Excerpt to read ->
—————

King penguins (Aptenodytes patagonicus). Image credit: Fabrice Bertile (CC BY 4.0)
Smaller animals often live shorter lives and use energy at a faster rate than their larger, longer-lived counterparts. This is partly related to differences in their resting metabolic rate, which is the energy expended to maintain basic bodily functions over a given time. For example, mice have high metabolic rates and short lifespans, whereas elephants live much longer and have lower metabolic rates per gram of body mass. However, many birds – despite having high metabolic rates – can live far longer than mammals of a similar size.
Birds also have the highest blood glucose levels of any vertebrate group. Through a process known as glycation, glucose and other sugars can attach themselves to molecules such as proteins. The resulting glycated proteins are thought to have negative effects on the body, which can contribute to the ageing process. Therefore, the amount of glycated protein in the blood is often used as a marker for harmful blood glucose levels in humans, which can be indicative of diseases such as diabetes. However, it remained unclear how birds resist the negative impacts of high blood glucose levels and glycation.
To investigate, Moreno-Borrallo et al. used measurements from 88 different bird species to explore how glucose levels and glycation of a protein called albumin are related to diet, lifespan and other variables. As expected, species with higher blood glucose levels had higher levels of albumin glycation. However, species with very high glucose levels showed relatively low glycation, suggesting these birds can resist the negative effects of high blood glucose.

—————

Activity 1 ->
In the passage on bird glucose and glycation, what is the answer to each question below?
(a) Which animal is given as an example of high metabolic rates and short lifespans?
(b) What is the process called by which glucose and other sugars attach themselves to molecules such as proteins?
(c) How many bird species did Moreno-Borrallo et al. use measurements from?
Activity 2 -> Can you duplicate everything in the passage on bird glucose and glycation from "Birds also have" down to "levels and glycation."?
Activity 3 -> Could you write the next part of the passage on bird glucose and glycation, picking up after its final sentence?

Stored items
—————

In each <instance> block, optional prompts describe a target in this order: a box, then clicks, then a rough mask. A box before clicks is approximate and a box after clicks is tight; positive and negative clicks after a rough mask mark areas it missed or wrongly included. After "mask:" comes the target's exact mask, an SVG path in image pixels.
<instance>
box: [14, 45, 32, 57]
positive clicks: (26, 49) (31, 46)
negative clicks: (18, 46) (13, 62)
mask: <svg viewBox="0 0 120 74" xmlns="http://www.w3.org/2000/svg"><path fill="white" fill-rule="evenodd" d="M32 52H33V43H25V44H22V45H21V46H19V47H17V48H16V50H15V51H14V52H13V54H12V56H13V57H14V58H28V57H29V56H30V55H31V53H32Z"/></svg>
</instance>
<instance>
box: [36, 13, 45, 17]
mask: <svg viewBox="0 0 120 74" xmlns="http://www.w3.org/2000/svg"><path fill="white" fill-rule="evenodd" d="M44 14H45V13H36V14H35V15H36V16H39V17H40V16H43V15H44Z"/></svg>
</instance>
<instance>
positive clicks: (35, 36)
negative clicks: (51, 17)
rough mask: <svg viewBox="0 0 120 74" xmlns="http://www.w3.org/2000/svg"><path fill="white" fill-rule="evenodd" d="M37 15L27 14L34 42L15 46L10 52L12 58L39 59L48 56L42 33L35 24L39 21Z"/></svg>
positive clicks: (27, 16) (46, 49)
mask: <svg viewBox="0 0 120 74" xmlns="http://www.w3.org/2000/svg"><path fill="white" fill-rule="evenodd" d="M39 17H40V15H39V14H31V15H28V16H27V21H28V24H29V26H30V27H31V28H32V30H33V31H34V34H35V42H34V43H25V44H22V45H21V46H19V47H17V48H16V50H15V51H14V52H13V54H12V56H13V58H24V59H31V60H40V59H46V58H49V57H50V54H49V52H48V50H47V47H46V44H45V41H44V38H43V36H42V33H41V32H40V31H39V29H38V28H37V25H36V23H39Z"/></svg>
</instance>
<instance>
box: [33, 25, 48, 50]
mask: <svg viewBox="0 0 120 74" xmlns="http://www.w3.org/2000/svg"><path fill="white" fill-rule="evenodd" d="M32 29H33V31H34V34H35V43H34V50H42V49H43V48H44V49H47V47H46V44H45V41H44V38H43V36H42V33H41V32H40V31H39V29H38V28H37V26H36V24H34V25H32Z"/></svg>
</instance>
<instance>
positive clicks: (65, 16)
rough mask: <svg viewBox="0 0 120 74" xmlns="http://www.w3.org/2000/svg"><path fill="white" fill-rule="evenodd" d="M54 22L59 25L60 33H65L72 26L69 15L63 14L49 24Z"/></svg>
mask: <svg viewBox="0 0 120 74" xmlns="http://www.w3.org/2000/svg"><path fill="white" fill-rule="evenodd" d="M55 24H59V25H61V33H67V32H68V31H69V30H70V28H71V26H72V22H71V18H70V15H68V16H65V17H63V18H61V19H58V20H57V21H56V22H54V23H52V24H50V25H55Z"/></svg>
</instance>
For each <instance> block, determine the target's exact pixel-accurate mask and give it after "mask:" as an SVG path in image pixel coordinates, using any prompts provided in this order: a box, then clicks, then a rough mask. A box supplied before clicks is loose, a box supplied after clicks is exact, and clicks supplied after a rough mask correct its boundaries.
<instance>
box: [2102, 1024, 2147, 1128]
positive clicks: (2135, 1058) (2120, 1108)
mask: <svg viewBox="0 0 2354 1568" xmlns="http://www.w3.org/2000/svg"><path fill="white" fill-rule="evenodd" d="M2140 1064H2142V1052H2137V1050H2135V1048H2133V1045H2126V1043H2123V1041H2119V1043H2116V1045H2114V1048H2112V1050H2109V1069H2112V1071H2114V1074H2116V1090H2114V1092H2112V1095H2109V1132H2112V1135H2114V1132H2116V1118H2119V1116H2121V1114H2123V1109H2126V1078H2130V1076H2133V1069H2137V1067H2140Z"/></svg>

—————

Final answer 1 ->
(a) Mice
(b) Glycation
(c) 88

Final answer 2 ->
Birds also have the highest blood glucose levels of any vertebrate group. Through a process known as glycation, glucose and other sugars can attach themselves to molecules such as proteins. The resulting glycated proteins are thought to have negative effects on the body, which can contribute to the ageing process. Therefore, the amount of glycated protein in the blood is often used as a marker for harmful blood glucose levels in humans, which can be indicative of diseases such as diabetes. However, it remained unclear how birds resist the negative impacts of high blood glucose levels and glycation.

Final answer 3 ->
Surprisingly, the analysis showed that species with higher glucose levels also tended to live longer, although this increase in lifespan eventually levelled off. This is contrary to the idea that species with higher metabolic activity have evolved shorter lifespans. Moreno-Borrallo et al. also showed that glucose levels decrease with body mass but are not related to any other traits. Glycation, on the other hand, is impacted by diet, with land (but not aquatic) carnivores showing higher levels than omnivores.
These analyses systematically explore how glucose and glycation levels relate to traits such as lifespan and diet across a wide range of bird species. The results will be valuable to evolutionary biologists and may also have implications for human health, particularly in understanding how glycation can be resisted during ageing. Future research should also focus on identifying which diets may help protect against glycation.